Passage for review
Excluding the impact of the additional yield accretion, net interest margin for the three months and year ended December 31, 2020, was 3.34% and 3.38%, respectively. This was a decrease of 29 and 41 basis points, respectively, when compared to the year-ago periods. Excluding the impact of the additional yield accretion, net interest margin for the three months ended September 30, 2020, was 3.27%. The December 31, 2020 three-month period also includes the full effect of the interest expense on the subordinated notes issued in June 2020, as does the September 30, 2020 three-month period. The compression in our margin excluding the impact of the additional yield accretion during the three months and year ended December 31, 2020 compared to the same periods in 2019 is primarily due to the same items as noted above.

For additional information on net interest income components, see the “Average Balances, Interest Rates and Yields” tables in this release.

NON-INTEREST INCOME

For the quarter ended December 31, 2020, non-interest income increased $2.3 million to $10.0 million when compared to the quarter ended December 31, 2019, primarily as a result of the following items:

  • Net gains on loan sales: Net gains on loan sales increased $1.8 million compared to the prior year quarter. The increase was due to an increase in originations of fixed-rate loans during the 2020 period compared to the 2019 period. Fixed rate single-family mortgage loans originated are generally subsequently sold in the secondary market.

Task list
**a)** In the earnings excerpt, could you switch "quarter" to "three-month period" and give the passage again, beginning at the words "For the quarter" and stopping after "the secondary market."?
**b)** Answer these questions from the earnings excerpt:
(i) Excluding the additional yield accretion, what was the net interest margin for the three months ended December 31, 2020?
(ii) In what month and year were the subordinated notes issued?
(iii) What was non-interest income for the quarter ended December 31, 2020?
**c)** What does the earnings excerpt say, in two sentences?

Information supplied
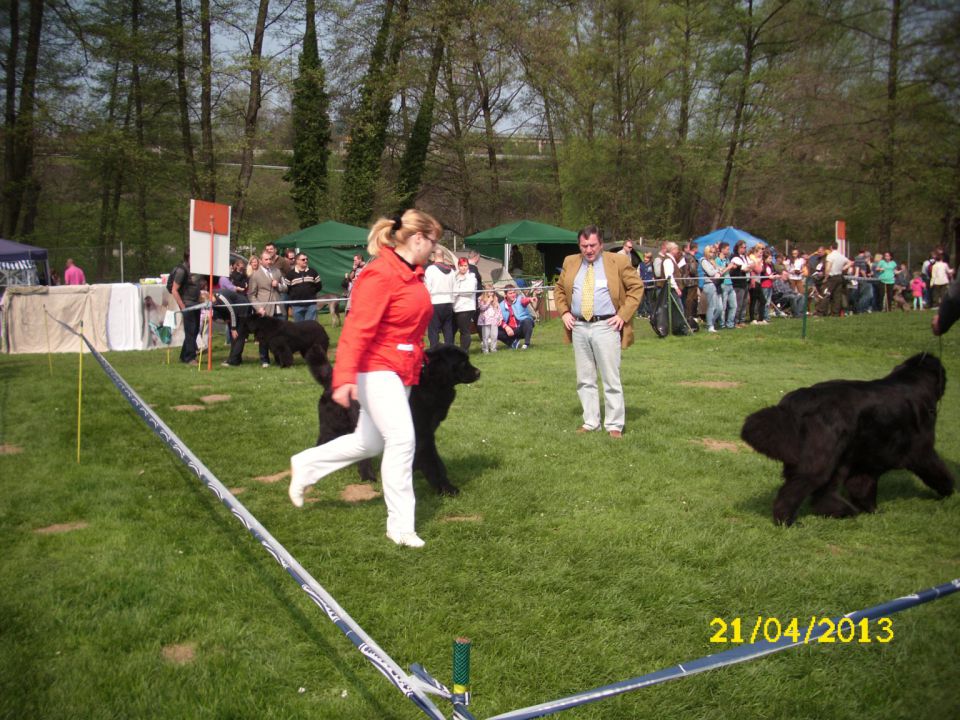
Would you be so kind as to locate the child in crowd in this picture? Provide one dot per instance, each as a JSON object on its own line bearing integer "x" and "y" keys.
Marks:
{"x": 488, "y": 319}
{"x": 917, "y": 289}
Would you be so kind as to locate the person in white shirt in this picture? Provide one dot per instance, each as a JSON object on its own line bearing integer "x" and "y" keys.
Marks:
{"x": 439, "y": 278}
{"x": 464, "y": 301}
{"x": 834, "y": 266}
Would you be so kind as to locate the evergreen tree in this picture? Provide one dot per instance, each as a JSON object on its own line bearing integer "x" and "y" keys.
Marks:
{"x": 311, "y": 132}
{"x": 415, "y": 156}
{"x": 368, "y": 129}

Outputs by task
**a)**
For the three-month period ended December 31, 2020, non-interest income increased $2.3 million to $10.0 million when compared to the three-month period ended December 31, 2019, primarily as a result of the following items:

  • Net gains on loan sales: Net gains on loan sales increased $1.8 million compared to the prior year three-month period. The increase was due to an increase in originations of fixed-rate loans during the 2020 period compared to the 2019 period. Fixed rate single-family mortgage loans originated are generally subsequently sold in the secondary market.

**b)**
(i) 3.34%
(ii) June 2020
(iii) $10.0 million

**c)** Excluding the additional yield accretion, net interest margin was 3.34% for the fourth quarter of 2020 and 3.38% for the year, down 29 and 41 basis points from the year-ago periods. Non-interest income for the quarter rose $2.3 million to $10.0 million, mainly because net gains on loan sales grew $1.8 million as originations of fixed-rate loans increased.